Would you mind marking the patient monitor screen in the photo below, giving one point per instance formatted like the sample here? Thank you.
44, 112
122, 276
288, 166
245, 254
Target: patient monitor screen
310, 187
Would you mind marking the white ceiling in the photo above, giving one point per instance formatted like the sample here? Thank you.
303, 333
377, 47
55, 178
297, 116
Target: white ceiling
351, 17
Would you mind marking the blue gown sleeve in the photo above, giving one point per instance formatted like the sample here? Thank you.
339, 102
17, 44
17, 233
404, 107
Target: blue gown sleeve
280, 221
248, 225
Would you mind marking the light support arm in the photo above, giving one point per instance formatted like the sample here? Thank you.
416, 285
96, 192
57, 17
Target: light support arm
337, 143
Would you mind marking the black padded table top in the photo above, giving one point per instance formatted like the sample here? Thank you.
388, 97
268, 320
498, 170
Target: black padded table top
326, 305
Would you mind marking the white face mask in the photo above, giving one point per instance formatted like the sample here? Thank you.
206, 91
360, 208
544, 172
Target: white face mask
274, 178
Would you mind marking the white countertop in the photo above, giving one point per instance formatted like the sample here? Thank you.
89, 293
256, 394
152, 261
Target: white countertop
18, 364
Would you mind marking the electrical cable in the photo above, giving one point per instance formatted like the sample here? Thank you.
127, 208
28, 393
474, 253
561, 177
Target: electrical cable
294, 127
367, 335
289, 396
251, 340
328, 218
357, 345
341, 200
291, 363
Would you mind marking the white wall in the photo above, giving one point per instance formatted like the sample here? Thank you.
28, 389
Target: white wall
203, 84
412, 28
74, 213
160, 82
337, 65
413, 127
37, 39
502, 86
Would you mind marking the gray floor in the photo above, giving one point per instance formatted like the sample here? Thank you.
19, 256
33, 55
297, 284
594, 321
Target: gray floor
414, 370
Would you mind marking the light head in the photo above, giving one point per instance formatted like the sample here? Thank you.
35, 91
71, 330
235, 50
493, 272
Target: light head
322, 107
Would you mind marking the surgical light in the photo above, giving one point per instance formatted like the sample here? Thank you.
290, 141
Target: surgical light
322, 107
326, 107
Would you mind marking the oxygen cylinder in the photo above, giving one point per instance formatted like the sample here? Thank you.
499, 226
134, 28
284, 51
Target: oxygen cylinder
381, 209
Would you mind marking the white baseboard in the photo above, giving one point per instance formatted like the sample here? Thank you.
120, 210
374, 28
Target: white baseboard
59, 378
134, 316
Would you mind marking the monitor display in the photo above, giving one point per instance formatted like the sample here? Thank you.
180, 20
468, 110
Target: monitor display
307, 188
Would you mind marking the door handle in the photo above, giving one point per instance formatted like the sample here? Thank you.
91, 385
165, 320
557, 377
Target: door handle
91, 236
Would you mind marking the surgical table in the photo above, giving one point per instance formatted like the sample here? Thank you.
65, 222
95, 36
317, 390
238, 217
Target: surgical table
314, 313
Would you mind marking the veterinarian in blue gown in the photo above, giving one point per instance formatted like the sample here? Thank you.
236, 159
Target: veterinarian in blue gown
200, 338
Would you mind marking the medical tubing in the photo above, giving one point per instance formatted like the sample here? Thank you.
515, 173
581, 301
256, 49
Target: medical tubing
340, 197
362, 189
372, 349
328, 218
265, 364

* **Task**: Reproduce all of the records above verbatim, keeping each line and every figure unchanged.

* **Output of the exercise**:
Would you mind marking the patient monitor screen in the photo below, giving one point per instance formatted like the sample here? Thank you.
44, 112
122, 276
288, 166
245, 254
Target: patient monitor screen
310, 187
Would you mind marking the white ceiling in the photo above, giving one point per instance formatted like the sample here? Thank you.
303, 333
377, 47
55, 178
297, 116
Target: white ceiling
351, 17
Would you mind marking the blue gown sleeve in the photo above, giving one point per instance formatted like the sample here? Thank you.
339, 102
17, 44
17, 233
404, 107
Target: blue gown sleeve
280, 221
248, 225
Would you mind marking the light support arm in the photo above, giving one point per instance formatted like the sample here? Thank you.
416, 285
96, 192
57, 17
Target: light support arm
337, 143
Would you mind marking the black padded table top in the photo above, giving one point per instance formatted like the sample here? Thank you.
388, 97
268, 320
498, 170
Target: black padded table top
326, 305
Would you mind marking the white face mask in the photo above, giving one point per instance formatted like the sample here? Thank you.
206, 91
360, 208
544, 172
Target: white face mask
274, 178
Would you mind marking the white countertop in the photo above, giving one point per instance formatted like the sample here? Thank you.
89, 293
256, 394
152, 261
Target: white countertop
18, 364
Would you mind marking the electrical cable in the photo above, giving one point per instance formatted like the sample here? Thank you.
127, 208
28, 393
474, 253
561, 177
Target: electrical cable
294, 127
367, 335
289, 396
251, 340
328, 218
357, 345
341, 200
291, 363
Would you mind marking the white wall in the photo above, giving one point per instance formatted like the sample here? Thank you.
28, 389
Target: white wall
203, 84
412, 28
74, 213
160, 82
337, 65
413, 127
37, 39
502, 86
Would you mind marking the gray floor in the photo above, giving one point per instance formatted like the sample here? Thank you.
19, 256
33, 55
297, 284
594, 321
Target: gray floor
414, 370
Would you mind marking the light head in the photo above, giving one point per instance formatted like the sample here? Thank you.
35, 91
71, 330
235, 50
493, 272
Target: light head
322, 107
Would you mind marking the surgical light in the photo above, giving one point per instance formatted like the sample here? Thank you.
290, 141
Target: surgical light
322, 107
326, 107
Would you mind marking the oxygen cylinder in the photo above, giving one point per instance formatted like the sample here? Thank you.
499, 226
134, 28
284, 51
Target: oxygen cylinder
381, 209
Would you mind marking the white baseboard in the photo above, giving one point per instance formatted like the sample here? Thank you.
120, 210
374, 28
Target: white baseboard
59, 378
134, 316
Would you mind marking the monitor display in the photo above, giving one point per instance formatted like the sample here? Thank you.
180, 20
468, 110
Target: monitor display
307, 188
Would you mind marking the door handle in the photo above, giving one point per instance formatted like the sample here? Thank you.
91, 385
165, 320
557, 377
Target: door handle
91, 236
Would you mind marking the surgical table in the photo above, giving one point per instance formatted like the sample here? Thank you.
65, 222
95, 36
317, 390
238, 217
Target: surgical table
314, 313
Would you mind marking the veterinarian in blue gown in the photo above, giving one point per instance formatted like the sample here? Thank you.
236, 159
Target: veterinarian in blue gown
200, 338
Would you mind marking the medical tubing in the photo above, giving one point per instance formatted like the sample here? Thank you.
515, 173
581, 301
256, 49
Target: medical tubing
340, 197
362, 189
372, 349
328, 218
265, 364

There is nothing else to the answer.